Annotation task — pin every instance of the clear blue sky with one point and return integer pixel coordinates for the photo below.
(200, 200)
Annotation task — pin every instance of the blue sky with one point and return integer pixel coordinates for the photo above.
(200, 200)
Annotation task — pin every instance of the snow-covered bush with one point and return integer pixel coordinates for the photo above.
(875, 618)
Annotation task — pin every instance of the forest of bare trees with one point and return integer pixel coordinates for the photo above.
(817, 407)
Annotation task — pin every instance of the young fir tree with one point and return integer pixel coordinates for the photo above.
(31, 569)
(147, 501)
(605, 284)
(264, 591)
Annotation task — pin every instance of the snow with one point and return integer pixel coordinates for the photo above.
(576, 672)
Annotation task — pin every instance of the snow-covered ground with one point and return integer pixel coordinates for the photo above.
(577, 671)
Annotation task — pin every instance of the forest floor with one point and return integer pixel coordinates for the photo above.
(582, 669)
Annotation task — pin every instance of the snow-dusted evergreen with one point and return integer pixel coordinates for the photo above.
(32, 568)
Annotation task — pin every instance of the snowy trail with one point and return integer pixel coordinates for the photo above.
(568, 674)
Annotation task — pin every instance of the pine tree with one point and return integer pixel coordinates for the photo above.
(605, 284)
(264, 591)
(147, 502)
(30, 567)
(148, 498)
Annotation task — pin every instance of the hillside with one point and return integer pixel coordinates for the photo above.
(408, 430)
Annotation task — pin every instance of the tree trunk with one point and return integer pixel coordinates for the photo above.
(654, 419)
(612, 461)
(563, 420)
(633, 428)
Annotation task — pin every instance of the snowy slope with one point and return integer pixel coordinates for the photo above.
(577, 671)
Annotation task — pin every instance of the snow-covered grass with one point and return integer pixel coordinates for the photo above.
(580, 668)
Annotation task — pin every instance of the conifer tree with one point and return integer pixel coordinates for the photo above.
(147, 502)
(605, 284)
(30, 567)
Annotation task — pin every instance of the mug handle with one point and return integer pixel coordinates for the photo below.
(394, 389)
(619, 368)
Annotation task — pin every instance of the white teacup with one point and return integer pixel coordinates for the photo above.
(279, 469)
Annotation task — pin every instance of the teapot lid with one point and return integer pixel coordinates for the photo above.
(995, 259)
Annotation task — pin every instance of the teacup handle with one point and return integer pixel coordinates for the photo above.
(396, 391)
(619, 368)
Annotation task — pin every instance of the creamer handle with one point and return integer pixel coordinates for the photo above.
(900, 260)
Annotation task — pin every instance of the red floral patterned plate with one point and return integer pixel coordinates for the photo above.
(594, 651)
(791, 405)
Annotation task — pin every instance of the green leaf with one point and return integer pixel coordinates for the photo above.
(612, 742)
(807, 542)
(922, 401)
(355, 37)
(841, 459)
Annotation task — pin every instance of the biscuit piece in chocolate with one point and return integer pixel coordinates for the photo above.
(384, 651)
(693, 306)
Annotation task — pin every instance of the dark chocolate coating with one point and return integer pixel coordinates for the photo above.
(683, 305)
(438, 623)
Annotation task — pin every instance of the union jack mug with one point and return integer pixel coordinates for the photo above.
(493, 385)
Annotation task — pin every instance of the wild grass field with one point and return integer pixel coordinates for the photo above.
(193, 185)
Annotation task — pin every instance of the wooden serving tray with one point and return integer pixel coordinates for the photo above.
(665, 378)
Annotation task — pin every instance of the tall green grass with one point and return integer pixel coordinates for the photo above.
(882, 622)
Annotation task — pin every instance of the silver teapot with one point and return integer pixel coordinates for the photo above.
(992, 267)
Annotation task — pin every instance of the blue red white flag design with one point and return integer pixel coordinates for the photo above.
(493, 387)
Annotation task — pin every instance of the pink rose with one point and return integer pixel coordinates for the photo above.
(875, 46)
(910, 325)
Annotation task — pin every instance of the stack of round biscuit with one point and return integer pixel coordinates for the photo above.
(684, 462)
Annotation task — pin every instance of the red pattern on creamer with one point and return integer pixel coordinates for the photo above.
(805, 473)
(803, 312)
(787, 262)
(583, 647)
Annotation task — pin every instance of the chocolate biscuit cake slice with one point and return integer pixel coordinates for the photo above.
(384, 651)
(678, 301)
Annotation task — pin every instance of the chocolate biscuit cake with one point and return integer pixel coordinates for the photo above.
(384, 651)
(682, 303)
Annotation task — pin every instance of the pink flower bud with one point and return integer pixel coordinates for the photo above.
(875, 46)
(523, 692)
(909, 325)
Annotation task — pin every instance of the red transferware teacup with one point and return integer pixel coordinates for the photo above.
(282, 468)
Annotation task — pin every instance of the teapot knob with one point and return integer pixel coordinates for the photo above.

* [DO THIS]
Put every line of the records above into a Markdown table with two columns, Row and Line: number each line in Row and place its text in Line, leaving out blank lines.

* [THE RESPONSE]
| Row | Line |
|---|---|
| 1 | Annotation task — pin every instance of the clear blue sky with one point and return integer pixel coordinates for the photo below. |
| 2 | (200, 200) |
| 3 | Annotation task — pin every instance of the blue sky with one point and return integer pixel coordinates for the photo above. |
| 4 | (200, 200) |
| 5 | Annotation task — pin every instance of the snow-covered bush with one point and return integer pixel coordinates for the photo above. |
| 6 | (875, 618) |
| 7 | Annotation task — pin every instance of the forest of bare trees with one point and return integer pixel coordinates for the photo above. |
| 8 | (817, 407) |
| 9 | Annotation task — pin every instance of the young fir tree with one point and return integer pixel coordinates for the photo above. |
| 10 | (31, 569) |
| 11 | (147, 501) |
| 12 | (605, 284) |
| 13 | (264, 591) |
| 14 | Annotation task — pin every instance of the snow with one point and return integer pixel coordinates for the photo above. |
| 15 | (576, 672) |
| 16 | Annotation task — pin every instance of the snow-covered ground with one point and return integer pixel coordinates for the photo above. |
| 17 | (577, 671) |
| 18 | Annotation task — pin every instance of the forest floor with one point and return integer pixel coordinates for the photo above. |
| 19 | (582, 669) |
| 20 | Annotation task — pin every instance of the snow-dusted evergreen with one point and return integer pixel coordinates for the photo above. |
| 21 | (32, 568) |
| 22 | Annotation task — pin every instance of the snowy trail with one point and return integer pixel coordinates for the photo above. |
| 23 | (568, 674) |
| 24 | Annotation task — pin every instance of the pine tree with one point and return integer pixel coordinates for the photo above. |
| 25 | (605, 284) |
| 26 | (264, 591) |
| 27 | (147, 502) |
| 28 | (30, 567) |
| 29 | (148, 498) |
| 30 | Annotation task — pin every instance of the hillside with one point and return integer pixel coordinates for the photo above. |
| 31 | (408, 430) |
| 32 | Annotation task — pin every instance of the tree trunk with one point and return integer pixel coordinates for the photo above. |
| 33 | (654, 419) |
| 34 | (612, 461) |
| 35 | (563, 420) |
| 36 | (633, 428) |
| 37 | Annotation task — pin every instance of the snowy slope with one point and return integer pixel coordinates for the photo above. |
| 38 | (577, 671) |
| 39 | Annotation task — pin every instance of the snow-covered grass with one point and return integer pixel coordinates for the photo above. |
| 40 | (580, 668) |
| 41 | Annotation task — pin every instance of the conifer tree with one point and return integer pixel coordinates for the photo above. |
| 42 | (147, 502) |
| 43 | (605, 284) |
| 44 | (30, 567) |
| 45 | Annotation task — pin every instance of the mug handle with one point and return integer pixel coordinates for the photo below. |
| 46 | (394, 389) |
| 47 | (619, 368) |
| 48 | Annotation task — pin every instance of the white teacup with one point and return integer pixel coordinates for the photo above. |
| 49 | (279, 469) |
| 50 | Annotation task — pin every instance of the teapot lid with one point and return integer pixel coordinates for the photo above. |
| 51 | (995, 259) |
| 52 | Annotation task — pin every instance of the teacup handle with one point and return integer pixel coordinates for the photo above. |
| 53 | (396, 391) |
| 54 | (619, 368) |
| 55 | Annotation task — pin every instance of the creamer handle with one point and return integer pixel coordinates for the photo above. |
| 56 | (900, 260) |
| 57 | Annotation task — pin every instance of the red floral patterned plate with one point and return integer pixel coordinates for the photo above. |
| 58 | (594, 651) |
| 59 | (791, 405) |
| 60 | Annotation task — pin every instance of the green leaf with one point and return integer pixel coordinates for the photo above. |
| 61 | (612, 742) |
| 62 | (807, 542) |
| 63 | (922, 401) |
| 64 | (355, 37) |
| 65 | (841, 459) |
| 66 | Annotation task — pin every instance of the biscuit piece in chocolate with one point and return integer pixel coordinates for the photo above. |
| 67 | (384, 651) |
| 68 | (693, 306) |
| 69 | Annotation task — pin every instance of the dark chocolate coating with one point and return integer pixel coordinates for the photo above. |
| 70 | (683, 305) |
| 71 | (438, 623) |
| 72 | Annotation task — pin every instance of the union jack mug with one point and return integer pixel coordinates for the photo above. |
| 73 | (493, 385) |
| 74 | Annotation task — pin every instance of the wild grass field with one point and return integer pixel coordinates for the photo above. |
| 75 | (193, 185) |
| 76 | Annotation task — pin every instance of the wooden serving tray with one point and return integer pixel coordinates for the photo above. |
| 77 | (665, 378) |
| 78 | Annotation task — pin every instance of the tall green grass with one point and return integer pixel coordinates for the photo above. |
| 79 | (882, 622) |
| 80 | Annotation task — pin every instance of the silver teapot with one point and return integer pixel coordinates for the photo above. |
| 81 | (992, 267) |
| 82 | Annotation task — pin every instance of the blue red white flag design with one point and return integer pixel coordinates for the photo above. |
| 83 | (493, 387) |
| 84 | Annotation task — pin every instance of the pink rose with one point and return integer pixel coordinates for the photo above. |
| 85 | (875, 46) |
| 86 | (910, 325) |
| 87 | Annotation task — pin every instance of the stack of round biscuit with one point and return integer pixel coordinates for the photo above. |
| 88 | (684, 462) |
| 89 | Annotation task — pin every instance of the red pattern on creamer with one point and return integer pixel coordinates for the photo above. |
| 90 | (805, 473) |
| 91 | (803, 312) |
| 92 | (787, 262) |
| 93 | (583, 647) |
| 94 | Annotation task — pin every instance of the chocolate biscuit cake slice with one point and return integer pixel coordinates for the photo above. |
| 95 | (384, 651) |
| 96 | (678, 301) |
| 97 | Annotation task — pin every instance of the chocolate biscuit cake with one point and return integer pixel coordinates for the photo above. |
| 98 | (384, 651) |
| 99 | (682, 303) |
| 100 | Annotation task — pin every instance of the pink flower bud with one point and return integer pixel coordinates for the photo above. |
| 101 | (875, 46) |
| 102 | (523, 692) |
| 103 | (909, 325) |
| 104 | Annotation task — pin every instance of the red transferware teacup with one point and return integer pixel coordinates for the photo above. |
| 105 | (282, 468) |
| 106 | Annotation task — pin every instance of the teapot knob with one point and return integer pixel coordinates for the photo above. |